→ **BLOCO DE TEXTO**:
——
Decidi avaliar o impacto do socialismo em Cuba

O primeiro passo foi selecionar um país que guardasse boa similaridade com Cuba para comparar um país socialista com um capitalista. A nação escolhida foi a República Dominicana pelos seguintes motivos: (a) Está localizada no Caribe, (b) como Cuba, é uma ilha que vive basicamente do turismo e da agricultura (c) Estão próximas, com clima e geografia similares e (d) no número de habitantes e a densidade demográfica são compatíveis.

O segundo passo foi selecionar alguns indicadores disponíveis num universo de mais de mil e consultar a base de dados do Banco Mundial e avaliar os valores de 1960 (os mais antigos deste banco de dados) e os atuais.

Aos números:

Homicídios dolosos por cem mil habitantes
Selecionei este indicador para comparar o nível de violência.

A República Dominicana só tem dados de 1995 a 2015. Nestes 20 anos houve um crescimento de 37% neste indicador de violência. O último valor registrado é de 17,4 homicídios / 100 mil habitantes.

Cuba só tem dados de 2004 a 2011. Este indicador diminuiu 13% no período e o último valor registrado é de 4,7 homicídios / 100 mil habitantes.

Conclusão: não há dúvidas que Cuba seja além um país menos violento que a República Dominicana, esta tende ao crescimento enquanto Cuba está diminuindo.

Incidência de tuberculose por cem mil habitantes
Selecionei este indicador para avaliar a saúde pública e, de certa forma, as condições sanitárias.

A República Dominicana oferece dados de 2000 a 2017. O último valor é 60 casos / 100 mil habitantes, com uma redução de 40% em 17 anos.

Cuba apresenta dados de 2000 a 2016. O último valor foi 6,9 casos / 100 mil habitantes, uma redução de 43% em 16 anos.

Conclusão: Cuba tem aproximadamente 1/10 dos casos de tuberculose da República Dominicana, o que é uma grande vantagem, mas a taxa de queda tão próxima (40% x 43%) indica que as medidas de tratamento do problema são similares.

Percentual de habitantes no mínimo usando serviços básicos de água potável
Selecionei este indicador para avaliar as condições sanitárias.

República Dominicana: dados de 2000 a 2015, 91,1% para 94,5% (crescimento de 3,7% no período).
Cuba: dados de 2000 a 2015, de 93% para 95,2% (crescimento de 2,4%).

Conclusão: não vejo diferenças significativas.

Consumo de álcool
Selecionei este indicador por puro preconceito, tentando avaliar o nível de insatisfação da população.

Cuba só tem dados de 2015, registrando 5,5 litros por habitante por ano. A República Dominicana consome 7,6 litros por habitante por ano. 

Não conclusivo. O maior consumo na República Dominicana pode indicar simplesmente maior poder de compra e como são dois países turísticos, o consumo dos turistas é contabilizado como consumo interno.

Registros de patentes
Selecionei este indicador por estar relacionado com o nível de educação formal da população.

Cuba registrou 32 patentes em 2016 e 8 patentes em 1963. A República Dominicana registrou 15 em 1963 e 16 em 2016.

Conclusão: registros de patentes são ótimos indicadores de nível educacional e são fáceis de auditar, o que torna um indicador difícil de fraudar. A produção de patentes da República Dominicana se manteve praticamente constante enquanto Cuba quadruplicou no período, indicando um salto educacional após a Revolução de 1959.
——
→ **MATERIAL FORNECIDO**:
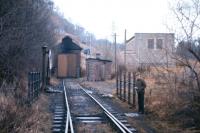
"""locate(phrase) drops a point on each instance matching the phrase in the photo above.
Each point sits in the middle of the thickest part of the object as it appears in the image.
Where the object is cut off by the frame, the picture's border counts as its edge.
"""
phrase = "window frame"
(161, 44)
(152, 48)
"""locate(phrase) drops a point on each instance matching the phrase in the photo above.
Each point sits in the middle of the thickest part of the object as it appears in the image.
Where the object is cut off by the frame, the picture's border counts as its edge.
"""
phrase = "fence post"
(43, 67)
(117, 83)
(129, 87)
(32, 87)
(124, 86)
(29, 87)
(120, 85)
(134, 93)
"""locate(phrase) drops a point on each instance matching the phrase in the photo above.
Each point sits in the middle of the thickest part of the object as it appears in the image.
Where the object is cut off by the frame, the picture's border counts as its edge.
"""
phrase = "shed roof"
(99, 59)
(67, 44)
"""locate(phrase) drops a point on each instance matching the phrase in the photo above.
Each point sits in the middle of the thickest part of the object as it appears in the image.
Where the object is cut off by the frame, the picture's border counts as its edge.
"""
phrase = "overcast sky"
(102, 17)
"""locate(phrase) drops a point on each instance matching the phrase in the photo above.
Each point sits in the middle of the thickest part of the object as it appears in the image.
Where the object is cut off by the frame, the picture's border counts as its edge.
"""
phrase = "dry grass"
(168, 100)
(15, 118)
(93, 128)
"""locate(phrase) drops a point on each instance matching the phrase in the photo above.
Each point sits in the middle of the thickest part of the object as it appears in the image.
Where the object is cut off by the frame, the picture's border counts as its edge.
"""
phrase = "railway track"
(80, 110)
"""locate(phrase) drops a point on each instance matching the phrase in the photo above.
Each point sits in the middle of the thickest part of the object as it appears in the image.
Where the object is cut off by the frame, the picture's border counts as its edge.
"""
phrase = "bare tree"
(187, 14)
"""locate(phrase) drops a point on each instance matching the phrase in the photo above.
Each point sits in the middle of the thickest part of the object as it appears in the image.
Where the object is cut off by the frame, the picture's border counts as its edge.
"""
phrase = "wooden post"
(124, 86)
(117, 83)
(120, 85)
(129, 88)
(134, 91)
(29, 87)
(44, 67)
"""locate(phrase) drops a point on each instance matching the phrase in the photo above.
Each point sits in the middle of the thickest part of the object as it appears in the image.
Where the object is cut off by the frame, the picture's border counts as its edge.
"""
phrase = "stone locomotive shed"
(68, 59)
(98, 69)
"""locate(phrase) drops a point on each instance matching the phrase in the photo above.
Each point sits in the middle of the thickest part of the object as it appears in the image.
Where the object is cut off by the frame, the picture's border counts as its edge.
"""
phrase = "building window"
(159, 43)
(151, 43)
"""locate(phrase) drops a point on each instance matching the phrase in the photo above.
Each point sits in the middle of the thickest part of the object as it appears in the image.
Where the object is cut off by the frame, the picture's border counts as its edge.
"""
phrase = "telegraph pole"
(125, 47)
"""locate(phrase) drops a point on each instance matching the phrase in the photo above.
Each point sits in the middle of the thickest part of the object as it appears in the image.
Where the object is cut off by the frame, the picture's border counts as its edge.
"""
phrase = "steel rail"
(68, 119)
(119, 124)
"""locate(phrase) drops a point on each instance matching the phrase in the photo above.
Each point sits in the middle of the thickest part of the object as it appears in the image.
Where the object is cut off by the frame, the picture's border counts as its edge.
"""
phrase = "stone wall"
(146, 56)
(98, 70)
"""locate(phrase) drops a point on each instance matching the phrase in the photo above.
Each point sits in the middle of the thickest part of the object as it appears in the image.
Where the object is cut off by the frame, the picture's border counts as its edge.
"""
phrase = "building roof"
(99, 59)
(68, 44)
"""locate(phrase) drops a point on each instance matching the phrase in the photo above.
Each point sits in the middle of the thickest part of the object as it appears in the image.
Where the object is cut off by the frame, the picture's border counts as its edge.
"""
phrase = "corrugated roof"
(67, 44)
(99, 59)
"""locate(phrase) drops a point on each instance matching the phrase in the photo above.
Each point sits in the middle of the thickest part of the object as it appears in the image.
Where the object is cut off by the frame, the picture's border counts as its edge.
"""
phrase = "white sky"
(100, 16)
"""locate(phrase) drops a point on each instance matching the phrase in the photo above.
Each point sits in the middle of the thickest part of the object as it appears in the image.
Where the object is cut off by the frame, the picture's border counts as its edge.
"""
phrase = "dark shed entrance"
(69, 59)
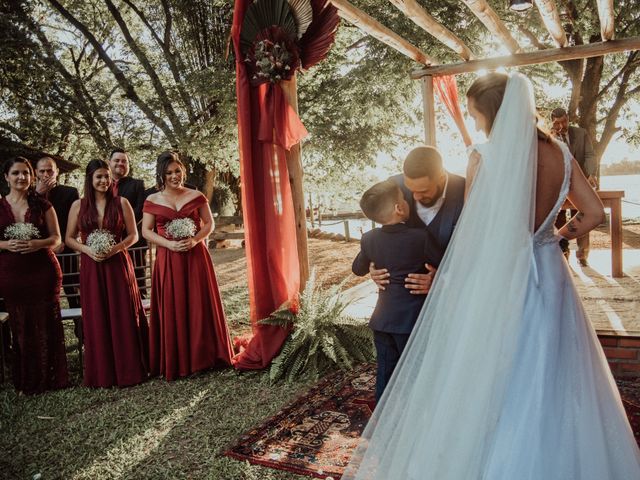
——
→ **TAREFAS A CUMPRIR**:
**a.** Reproduza palavra por palavra tudo o que vai desde "Cuba só tem dados de 2015, registrando" até "formal da população." no texto sobre Cuba e a República Dominicana.
**b.** Diga se cada afirmação a seguir está de acordo com o texto sobre Cuba e a República Dominicana. Responda sim ou não e cite exatamente as palavras do texto que decidem a questão.
(i) Cuba registrou 32 patentes em 2016.
(ii) A República Dominicana oferece dados de incidência de tuberculose de 2000 a 2016.
(iii) O consumo de álcool na República Dominicana é de 5,5 litros por habitante por ano.

→ **RESPOSTAS POR TAREFA**:
**a.**
Cuba só tem dados de 2015, registrando 5,5 litros por habitante por ano. A República Dominicana consome 7,6 litros por habitante por ano. 

Não conclusivo. O maior consumo na República Dominicana pode indicar simplesmente maior poder de compra e como são dois países turísticos, o consumo dos turistas é contabilizado como consumo interno.

Registros de patentes
Selecionei este indicador por estar relacionado com o nível de educação formal da população.

**b.**
(i) Sim: "Cuba registrou 32 patentes em 2016 e 8 patentes em 1963."
(ii) Não: "A República Dominicana oferece dados de 2000 a 2017."
(iii) Não: "A República Dominicana consome 7,6 litros por habitante por ano."